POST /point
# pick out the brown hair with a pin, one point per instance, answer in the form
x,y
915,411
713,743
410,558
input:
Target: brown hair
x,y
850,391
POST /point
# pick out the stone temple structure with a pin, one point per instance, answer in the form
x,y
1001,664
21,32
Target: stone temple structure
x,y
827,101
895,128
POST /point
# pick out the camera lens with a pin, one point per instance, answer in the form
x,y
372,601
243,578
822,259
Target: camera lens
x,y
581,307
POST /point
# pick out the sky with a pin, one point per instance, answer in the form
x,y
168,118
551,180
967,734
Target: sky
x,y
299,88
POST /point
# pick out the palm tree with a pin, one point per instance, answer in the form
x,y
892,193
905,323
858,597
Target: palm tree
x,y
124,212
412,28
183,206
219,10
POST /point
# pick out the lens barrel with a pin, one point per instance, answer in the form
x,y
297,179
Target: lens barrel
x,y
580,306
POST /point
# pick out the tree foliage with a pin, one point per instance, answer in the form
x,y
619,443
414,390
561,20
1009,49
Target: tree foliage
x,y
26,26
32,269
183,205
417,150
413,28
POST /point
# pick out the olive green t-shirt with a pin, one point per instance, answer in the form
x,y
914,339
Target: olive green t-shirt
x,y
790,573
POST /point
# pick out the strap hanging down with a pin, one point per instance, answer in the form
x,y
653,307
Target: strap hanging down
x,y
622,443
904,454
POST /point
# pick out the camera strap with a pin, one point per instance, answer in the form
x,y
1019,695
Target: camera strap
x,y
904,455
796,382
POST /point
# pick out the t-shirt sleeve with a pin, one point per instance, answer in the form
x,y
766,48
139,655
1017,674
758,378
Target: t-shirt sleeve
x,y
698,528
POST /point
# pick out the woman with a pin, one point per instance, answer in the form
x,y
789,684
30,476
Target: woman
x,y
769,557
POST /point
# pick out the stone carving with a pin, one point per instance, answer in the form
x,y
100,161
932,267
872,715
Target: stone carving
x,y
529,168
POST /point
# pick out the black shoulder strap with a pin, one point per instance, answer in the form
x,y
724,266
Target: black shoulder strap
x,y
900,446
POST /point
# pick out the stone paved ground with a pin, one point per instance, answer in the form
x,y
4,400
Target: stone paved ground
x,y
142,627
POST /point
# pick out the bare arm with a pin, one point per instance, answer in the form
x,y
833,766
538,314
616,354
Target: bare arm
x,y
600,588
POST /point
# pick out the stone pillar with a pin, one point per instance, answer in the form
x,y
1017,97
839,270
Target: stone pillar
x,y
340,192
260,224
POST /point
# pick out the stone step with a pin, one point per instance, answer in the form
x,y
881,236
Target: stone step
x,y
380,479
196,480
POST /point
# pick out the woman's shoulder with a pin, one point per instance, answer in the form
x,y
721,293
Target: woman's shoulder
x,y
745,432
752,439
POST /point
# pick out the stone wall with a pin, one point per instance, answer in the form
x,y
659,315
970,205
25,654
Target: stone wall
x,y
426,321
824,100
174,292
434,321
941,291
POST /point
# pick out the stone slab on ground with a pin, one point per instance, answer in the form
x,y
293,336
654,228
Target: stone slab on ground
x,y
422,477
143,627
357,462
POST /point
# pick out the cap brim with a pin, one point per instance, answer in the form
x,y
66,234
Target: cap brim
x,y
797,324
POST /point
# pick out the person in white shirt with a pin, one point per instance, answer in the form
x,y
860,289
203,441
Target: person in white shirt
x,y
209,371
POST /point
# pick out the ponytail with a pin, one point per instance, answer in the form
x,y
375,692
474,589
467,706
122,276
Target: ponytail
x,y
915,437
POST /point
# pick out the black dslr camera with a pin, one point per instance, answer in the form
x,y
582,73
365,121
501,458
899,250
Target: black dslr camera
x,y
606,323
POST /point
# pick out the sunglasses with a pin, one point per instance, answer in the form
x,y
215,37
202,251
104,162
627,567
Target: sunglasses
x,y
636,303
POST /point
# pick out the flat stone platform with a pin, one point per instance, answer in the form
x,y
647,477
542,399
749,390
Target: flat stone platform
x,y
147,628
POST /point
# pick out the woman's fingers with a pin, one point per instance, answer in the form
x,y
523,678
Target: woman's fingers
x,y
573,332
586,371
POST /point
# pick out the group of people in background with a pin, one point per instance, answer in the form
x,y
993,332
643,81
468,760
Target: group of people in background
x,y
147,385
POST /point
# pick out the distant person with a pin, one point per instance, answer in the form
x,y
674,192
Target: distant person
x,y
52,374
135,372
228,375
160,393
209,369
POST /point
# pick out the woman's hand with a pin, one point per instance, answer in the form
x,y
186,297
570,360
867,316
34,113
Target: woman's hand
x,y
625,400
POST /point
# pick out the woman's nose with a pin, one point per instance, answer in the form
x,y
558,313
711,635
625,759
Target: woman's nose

+ + + + + + +

Exercise: Lines holding "nose" are the ones to copy; find all of them in the listing.

Result of this task:
# pick out the woman's nose with a pin, one point per instance, answer in the form
Target: woman's nose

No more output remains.